Task goal:
Provide the data again in its entirety, exactly as given.

Stored data:
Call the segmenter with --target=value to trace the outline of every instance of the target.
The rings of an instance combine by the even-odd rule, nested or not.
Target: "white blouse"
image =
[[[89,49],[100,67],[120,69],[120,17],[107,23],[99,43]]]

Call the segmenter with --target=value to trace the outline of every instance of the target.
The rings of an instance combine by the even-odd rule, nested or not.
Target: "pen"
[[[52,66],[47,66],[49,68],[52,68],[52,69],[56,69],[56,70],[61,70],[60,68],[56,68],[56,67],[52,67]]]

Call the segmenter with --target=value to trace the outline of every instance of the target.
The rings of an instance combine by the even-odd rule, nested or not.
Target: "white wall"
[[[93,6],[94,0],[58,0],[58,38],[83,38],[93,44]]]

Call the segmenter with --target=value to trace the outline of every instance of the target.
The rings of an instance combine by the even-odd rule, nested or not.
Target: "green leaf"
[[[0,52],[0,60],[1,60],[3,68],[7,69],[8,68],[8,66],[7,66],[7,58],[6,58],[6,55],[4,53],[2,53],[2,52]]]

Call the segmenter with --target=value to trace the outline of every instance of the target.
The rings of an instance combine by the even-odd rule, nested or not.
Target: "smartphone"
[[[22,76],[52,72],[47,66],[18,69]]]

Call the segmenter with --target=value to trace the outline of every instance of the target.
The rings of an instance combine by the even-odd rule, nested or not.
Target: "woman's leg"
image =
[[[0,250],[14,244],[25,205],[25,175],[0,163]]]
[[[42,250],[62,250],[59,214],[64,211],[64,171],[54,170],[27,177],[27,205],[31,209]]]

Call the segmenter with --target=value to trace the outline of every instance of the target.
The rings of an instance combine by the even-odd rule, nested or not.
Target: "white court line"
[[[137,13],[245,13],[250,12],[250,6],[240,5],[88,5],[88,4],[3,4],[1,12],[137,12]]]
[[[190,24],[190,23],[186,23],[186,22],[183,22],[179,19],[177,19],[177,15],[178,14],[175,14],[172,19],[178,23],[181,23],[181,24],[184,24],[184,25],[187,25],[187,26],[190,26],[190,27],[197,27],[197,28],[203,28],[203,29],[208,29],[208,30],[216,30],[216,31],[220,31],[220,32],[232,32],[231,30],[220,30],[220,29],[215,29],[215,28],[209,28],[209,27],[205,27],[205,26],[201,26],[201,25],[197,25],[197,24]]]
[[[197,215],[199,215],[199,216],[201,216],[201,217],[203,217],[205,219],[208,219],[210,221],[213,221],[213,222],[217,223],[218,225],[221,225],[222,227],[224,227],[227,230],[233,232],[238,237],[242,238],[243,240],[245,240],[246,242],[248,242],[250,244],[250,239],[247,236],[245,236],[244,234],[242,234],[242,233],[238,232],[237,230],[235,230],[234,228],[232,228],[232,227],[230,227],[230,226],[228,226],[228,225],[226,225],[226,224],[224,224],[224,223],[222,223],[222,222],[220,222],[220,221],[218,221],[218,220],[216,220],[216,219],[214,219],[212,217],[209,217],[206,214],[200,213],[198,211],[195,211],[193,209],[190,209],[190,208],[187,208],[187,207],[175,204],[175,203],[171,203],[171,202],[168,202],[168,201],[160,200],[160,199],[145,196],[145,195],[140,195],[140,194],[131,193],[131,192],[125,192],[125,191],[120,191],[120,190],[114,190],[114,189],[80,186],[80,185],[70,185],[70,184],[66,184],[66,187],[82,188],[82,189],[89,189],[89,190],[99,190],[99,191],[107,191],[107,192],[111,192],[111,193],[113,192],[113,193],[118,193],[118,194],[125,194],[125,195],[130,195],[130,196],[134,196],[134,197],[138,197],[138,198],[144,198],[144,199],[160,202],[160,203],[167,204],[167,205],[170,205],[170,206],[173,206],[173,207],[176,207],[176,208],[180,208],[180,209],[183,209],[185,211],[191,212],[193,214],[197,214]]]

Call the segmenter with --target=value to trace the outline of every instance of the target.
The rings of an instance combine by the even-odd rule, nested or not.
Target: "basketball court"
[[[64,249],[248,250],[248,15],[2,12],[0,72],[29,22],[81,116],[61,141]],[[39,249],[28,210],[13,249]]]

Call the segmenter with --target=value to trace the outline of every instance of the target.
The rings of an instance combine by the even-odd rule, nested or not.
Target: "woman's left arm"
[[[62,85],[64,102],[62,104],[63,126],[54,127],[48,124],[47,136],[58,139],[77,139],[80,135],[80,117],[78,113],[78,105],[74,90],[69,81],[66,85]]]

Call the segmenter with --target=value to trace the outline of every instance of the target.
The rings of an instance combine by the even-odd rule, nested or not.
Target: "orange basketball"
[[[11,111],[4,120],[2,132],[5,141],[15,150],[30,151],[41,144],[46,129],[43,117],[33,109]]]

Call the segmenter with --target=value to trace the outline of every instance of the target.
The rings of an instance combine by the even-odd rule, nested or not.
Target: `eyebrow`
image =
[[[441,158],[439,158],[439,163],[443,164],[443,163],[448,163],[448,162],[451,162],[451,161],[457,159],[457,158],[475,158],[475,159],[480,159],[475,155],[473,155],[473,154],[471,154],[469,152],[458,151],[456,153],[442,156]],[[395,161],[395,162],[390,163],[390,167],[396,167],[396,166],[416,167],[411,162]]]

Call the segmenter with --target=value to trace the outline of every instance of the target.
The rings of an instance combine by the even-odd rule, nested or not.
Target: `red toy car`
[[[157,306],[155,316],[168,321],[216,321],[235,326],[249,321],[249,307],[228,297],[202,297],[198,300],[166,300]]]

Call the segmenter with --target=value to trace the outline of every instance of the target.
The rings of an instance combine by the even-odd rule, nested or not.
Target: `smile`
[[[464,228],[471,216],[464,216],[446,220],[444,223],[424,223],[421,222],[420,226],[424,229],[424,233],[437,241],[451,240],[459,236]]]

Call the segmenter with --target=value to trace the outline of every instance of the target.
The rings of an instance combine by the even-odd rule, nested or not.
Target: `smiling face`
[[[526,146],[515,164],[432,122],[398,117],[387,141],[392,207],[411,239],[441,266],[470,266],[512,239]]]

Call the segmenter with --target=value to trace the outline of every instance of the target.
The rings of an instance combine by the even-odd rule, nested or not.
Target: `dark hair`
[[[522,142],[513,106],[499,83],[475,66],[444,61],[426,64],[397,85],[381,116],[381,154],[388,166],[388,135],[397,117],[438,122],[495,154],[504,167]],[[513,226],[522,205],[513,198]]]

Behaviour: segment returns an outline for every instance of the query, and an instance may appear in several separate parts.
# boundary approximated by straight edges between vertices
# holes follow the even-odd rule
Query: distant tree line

Correct output:
Call the segmenter with --target=value to trace the outline of every instance of the target.
The rings of an instance combine by the even-odd rule, nested or not.
Target: "white blouse"
image =
[[[89,49],[100,67],[120,69],[120,17],[107,23],[99,43]]]

Call the segmenter with --target=value to trace the outline of every instance of the target.
The rings of an instance combine by the even-odd rule, nested or not.
Target: "pen"
[[[52,66],[47,66],[49,68],[52,68],[52,69],[56,69],[56,70],[61,70],[60,68],[56,68],[56,67],[52,67]]]

Call the segmenter with --target=value to trace the outline of every instance of the target.
The rings of an instance combine by the even-odd rule, nested or not.
Target: "white wall"
[[[93,6],[94,0],[58,0],[58,38],[83,38],[93,44]]]

Call the segmenter with --target=value to trace the outline of every instance of the target.
The rings of an instance combine by the even-odd rule, nested or not.
Target: "green leaf"
[[[0,52],[0,60],[1,60],[3,68],[7,69],[8,68],[8,66],[7,66],[7,58],[6,58],[6,55],[4,53],[2,53],[2,52]]]

Call the segmenter with --target=value to trace the outline of every instance of the target.
The rings of an instance combine by the even-odd rule, nested or not.
Target: "smartphone"
[[[22,76],[52,72],[47,66],[18,69]]]

Call the segmenter with --target=value to trace the outline of every instance of the target.
The rings of an instance combine by the even-odd rule, nested or not.
Target: "woman's leg"
image =
[[[0,250],[14,244],[25,205],[25,175],[0,163]]]
[[[42,250],[62,250],[59,214],[64,211],[64,171],[54,170],[27,177],[27,205],[31,209]]]

Call the segmenter with --target=value to trace the outline of every instance of the target.
The rings of an instance combine by the even-odd rule, nested or not.
Target: "white court line"
[[[137,13],[245,13],[250,12],[250,6],[240,5],[88,5],[88,4],[3,4],[1,12],[137,12]]]
[[[190,24],[190,23],[186,23],[186,22],[183,22],[179,19],[177,19],[177,15],[178,14],[175,14],[172,19],[178,23],[181,23],[181,24],[184,24],[184,25],[187,25],[187,26],[190,26],[190,27],[197,27],[197,28],[203,28],[203,29],[208,29],[208,30],[216,30],[216,31],[220,31],[220,32],[232,32],[231,30],[220,30],[220,29],[215,29],[215,28],[209,28],[209,27],[205,27],[205,26],[201,26],[201,25],[197,25],[197,24]]]
[[[197,215],[199,215],[199,216],[201,216],[201,217],[203,217],[205,219],[208,219],[210,221],[213,221],[213,222],[217,223],[218,225],[221,225],[222,227],[224,227],[227,230],[233,232],[238,237],[242,238],[243,240],[245,240],[246,242],[248,242],[250,244],[250,239],[247,236],[245,236],[244,234],[242,234],[242,233],[238,232],[237,230],[235,230],[234,228],[232,228],[232,227],[230,227],[230,226],[228,226],[228,225],[226,225],[226,224],[224,224],[224,223],[222,223],[222,222],[220,222],[220,221],[218,221],[218,220],[216,220],[216,219],[214,219],[212,217],[209,217],[206,214],[200,213],[198,211],[195,211],[193,209],[190,209],[190,208],[187,208],[187,207],[175,204],[175,203],[171,203],[171,202],[168,202],[168,201],[160,200],[160,199],[145,196],[145,195],[140,195],[140,194],[131,193],[131,192],[125,192],[125,191],[120,191],[120,190],[114,190],[114,189],[80,186],[80,185],[70,185],[70,184],[66,184],[66,187],[82,188],[82,189],[89,189],[89,190],[99,190],[99,191],[107,191],[107,192],[111,192],[111,193],[113,192],[113,193],[118,193],[118,194],[125,194],[125,195],[130,195],[130,196],[134,196],[134,197],[138,197],[138,198],[144,198],[144,199],[160,202],[160,203],[167,204],[167,205],[170,205],[170,206],[173,206],[173,207],[176,207],[176,208],[180,208],[180,209],[183,209],[185,211],[191,212],[193,214],[197,214]]]

Call the segmenter with --target=value to trace the outline of every instance of the target.
The rings of an instance combine by the even-odd rule, nested or not.
Target: "basketball court"
[[[64,249],[248,250],[248,15],[2,12],[0,72],[29,22],[81,116],[61,141]],[[39,249],[28,210],[13,249]]]

Call the segmenter with --target=value to trace the outline of every instance of the target.
The rings of an instance combine by the even-odd rule, nested or not.
Target: "woman's left arm"
[[[62,85],[64,102],[62,104],[63,126],[54,127],[48,124],[47,136],[58,139],[77,139],[80,135],[80,117],[78,113],[78,105],[74,90],[69,81],[66,85]]]

Call the segmenter with --target=value to trace the outline of every instance of the target.
The rings of an instance combine by the even-odd rule, nested or not.
Target: "orange basketball"
[[[11,111],[4,120],[2,132],[5,141],[15,150],[30,151],[41,144],[46,129],[43,117],[33,109]]]

Call the segmenter with --target=value to trace the outline of every instance of the target.
The rings of an instance combine by the even-odd rule, nested or not.
Target: `eyebrow`
image =
[[[441,158],[439,158],[439,163],[443,164],[443,163],[448,163],[448,162],[451,162],[451,161],[457,159],[457,158],[475,158],[475,159],[480,159],[475,155],[473,155],[473,154],[471,154],[469,152],[458,151],[456,153],[442,156]],[[395,161],[395,162],[390,163],[390,167],[396,167],[396,166],[416,167],[411,162]]]

Call the segmenter with --target=value to trace the outline of every instance of the target.
The rings of an instance combine by the even-odd rule, nested or not.
Target: `red toy car`
[[[157,306],[155,316],[168,321],[216,321],[235,326],[249,321],[249,307],[228,297],[202,297],[198,300],[166,300]]]

Call the segmenter with --target=value to trace the outline of every instance of the target.
The rings of an instance combine by the even-odd rule, nested or not.
Target: `smile`
[[[464,228],[471,216],[464,216],[446,220],[444,223],[424,223],[421,222],[420,226],[424,229],[424,233],[437,241],[451,240],[459,236]]]

Call the segmenter with --target=value to trace the outline of every instance of the target.
The rings of an instance combine by the even-odd rule, nested or not.
Target: `smiling face`
[[[526,146],[515,164],[432,122],[398,117],[387,141],[392,207],[411,239],[441,266],[470,266],[512,239]]]

Call the segmenter with --target=value to trace the outline of every instance of the target.
The rings of an instance combine by the even-odd rule, nested or not.
Target: `dark hair`
[[[522,142],[513,106],[499,83],[475,66],[444,61],[426,64],[397,85],[381,116],[381,154],[388,166],[388,135],[397,117],[438,122],[495,154],[504,167]],[[513,226],[522,205],[513,198]]]

Behaviour: segment returns an outline for every instance of the query, and an instance may appear in several separate parts.
# boundary approximated by straight edges between vertices
# holes follow the even-odd rule
Query: distant tree line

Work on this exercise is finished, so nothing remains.